(Referring expression pointing data)
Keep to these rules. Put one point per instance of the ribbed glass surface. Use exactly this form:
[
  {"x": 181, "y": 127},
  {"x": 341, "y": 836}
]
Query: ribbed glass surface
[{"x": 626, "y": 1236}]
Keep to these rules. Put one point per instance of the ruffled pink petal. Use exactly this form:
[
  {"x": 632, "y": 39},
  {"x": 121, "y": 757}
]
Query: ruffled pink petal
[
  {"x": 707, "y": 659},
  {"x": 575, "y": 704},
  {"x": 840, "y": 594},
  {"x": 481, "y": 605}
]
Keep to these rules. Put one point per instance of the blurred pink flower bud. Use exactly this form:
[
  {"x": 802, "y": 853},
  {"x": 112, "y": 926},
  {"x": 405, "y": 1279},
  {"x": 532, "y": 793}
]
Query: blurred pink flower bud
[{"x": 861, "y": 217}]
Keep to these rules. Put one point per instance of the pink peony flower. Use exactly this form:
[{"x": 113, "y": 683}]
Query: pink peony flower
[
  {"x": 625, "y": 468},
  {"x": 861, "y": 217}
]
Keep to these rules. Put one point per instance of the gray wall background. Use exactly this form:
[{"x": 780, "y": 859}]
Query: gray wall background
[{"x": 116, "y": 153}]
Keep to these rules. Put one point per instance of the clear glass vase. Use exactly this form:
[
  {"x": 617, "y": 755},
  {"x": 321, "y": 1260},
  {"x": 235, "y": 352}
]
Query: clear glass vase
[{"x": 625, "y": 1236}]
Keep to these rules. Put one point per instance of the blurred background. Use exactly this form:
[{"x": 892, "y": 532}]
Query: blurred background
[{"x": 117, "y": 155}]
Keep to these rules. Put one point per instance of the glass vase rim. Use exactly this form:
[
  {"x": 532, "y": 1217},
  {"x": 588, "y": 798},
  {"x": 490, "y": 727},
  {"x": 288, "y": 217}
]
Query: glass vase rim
==
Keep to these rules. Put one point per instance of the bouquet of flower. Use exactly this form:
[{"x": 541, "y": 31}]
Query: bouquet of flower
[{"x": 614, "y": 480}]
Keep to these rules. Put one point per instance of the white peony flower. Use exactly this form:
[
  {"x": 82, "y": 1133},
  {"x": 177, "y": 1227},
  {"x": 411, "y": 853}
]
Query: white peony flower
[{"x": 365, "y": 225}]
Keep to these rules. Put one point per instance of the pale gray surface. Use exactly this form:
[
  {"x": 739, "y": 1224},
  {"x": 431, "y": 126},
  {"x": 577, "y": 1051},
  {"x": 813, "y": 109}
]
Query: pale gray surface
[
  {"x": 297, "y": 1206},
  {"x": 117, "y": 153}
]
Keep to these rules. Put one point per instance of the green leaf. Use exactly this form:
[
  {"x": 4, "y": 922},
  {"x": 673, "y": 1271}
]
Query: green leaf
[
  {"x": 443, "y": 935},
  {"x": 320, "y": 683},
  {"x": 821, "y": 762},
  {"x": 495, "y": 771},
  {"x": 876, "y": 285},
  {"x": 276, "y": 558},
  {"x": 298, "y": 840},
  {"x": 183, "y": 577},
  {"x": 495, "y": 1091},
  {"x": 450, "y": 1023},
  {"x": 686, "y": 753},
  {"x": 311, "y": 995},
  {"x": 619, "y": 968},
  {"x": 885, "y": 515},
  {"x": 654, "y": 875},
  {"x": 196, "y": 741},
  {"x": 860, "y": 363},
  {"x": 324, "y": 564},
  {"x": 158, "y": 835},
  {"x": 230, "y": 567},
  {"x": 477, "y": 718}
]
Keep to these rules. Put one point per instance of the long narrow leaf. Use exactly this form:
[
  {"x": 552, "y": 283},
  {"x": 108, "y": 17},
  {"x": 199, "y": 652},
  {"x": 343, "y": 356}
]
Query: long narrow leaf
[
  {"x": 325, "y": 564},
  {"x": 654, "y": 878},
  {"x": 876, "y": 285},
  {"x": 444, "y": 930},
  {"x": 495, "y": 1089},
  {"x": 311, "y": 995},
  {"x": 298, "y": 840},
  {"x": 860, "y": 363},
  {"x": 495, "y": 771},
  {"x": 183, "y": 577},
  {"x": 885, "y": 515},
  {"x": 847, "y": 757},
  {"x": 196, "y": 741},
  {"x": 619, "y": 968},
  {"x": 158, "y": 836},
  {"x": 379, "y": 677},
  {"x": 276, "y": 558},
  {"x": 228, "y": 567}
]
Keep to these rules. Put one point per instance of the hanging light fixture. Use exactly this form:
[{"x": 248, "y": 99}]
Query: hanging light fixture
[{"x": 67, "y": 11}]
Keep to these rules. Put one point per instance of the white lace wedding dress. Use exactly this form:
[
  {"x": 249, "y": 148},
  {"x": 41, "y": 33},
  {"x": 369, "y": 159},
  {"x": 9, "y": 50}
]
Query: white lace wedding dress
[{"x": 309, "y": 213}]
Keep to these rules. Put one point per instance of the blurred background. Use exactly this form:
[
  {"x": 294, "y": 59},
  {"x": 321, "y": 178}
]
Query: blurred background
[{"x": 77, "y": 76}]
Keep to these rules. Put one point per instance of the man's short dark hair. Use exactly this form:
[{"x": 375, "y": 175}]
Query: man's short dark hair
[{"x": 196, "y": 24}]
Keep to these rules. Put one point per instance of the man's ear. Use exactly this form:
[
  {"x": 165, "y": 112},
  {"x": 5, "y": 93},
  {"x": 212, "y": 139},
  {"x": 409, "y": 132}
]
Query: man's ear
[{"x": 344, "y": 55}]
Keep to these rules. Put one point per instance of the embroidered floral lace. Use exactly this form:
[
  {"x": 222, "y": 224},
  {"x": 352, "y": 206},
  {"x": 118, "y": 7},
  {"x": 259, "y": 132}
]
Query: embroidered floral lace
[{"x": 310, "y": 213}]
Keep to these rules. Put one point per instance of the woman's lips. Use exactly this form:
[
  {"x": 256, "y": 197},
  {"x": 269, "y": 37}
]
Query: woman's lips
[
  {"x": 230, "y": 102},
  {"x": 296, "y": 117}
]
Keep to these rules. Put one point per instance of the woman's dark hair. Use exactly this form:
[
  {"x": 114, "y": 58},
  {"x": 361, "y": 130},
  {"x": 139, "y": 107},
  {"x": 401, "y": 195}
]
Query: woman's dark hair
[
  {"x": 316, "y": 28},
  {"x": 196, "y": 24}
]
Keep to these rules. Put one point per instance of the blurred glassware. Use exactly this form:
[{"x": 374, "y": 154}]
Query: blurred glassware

=== WHAT TO DO ===
Tell me how many lines in the entries contain the string "glassware", and give nothing besides that number.

=== COMPLETED EXERCISE ===
2